[BEGIN ENTRIES]

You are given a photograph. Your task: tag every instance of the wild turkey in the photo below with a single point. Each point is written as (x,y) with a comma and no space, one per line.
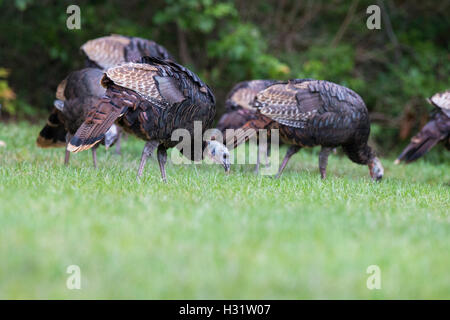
(75,96)
(151,99)
(311,112)
(109,51)
(436,130)
(239,108)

[END ENTRIES]

§ **EXERCISE GOAL**: Reproduce every line of the records above word for word, leaving out the pictures.

§ **EXERCISE ANSWER**:
You are given a photograph. Your task: tag every instance of the wild turkey in the photo below with a single point. Each point is written as (x,y) with a comma and no space, one per line.
(75,96)
(151,99)
(311,112)
(109,51)
(436,130)
(239,108)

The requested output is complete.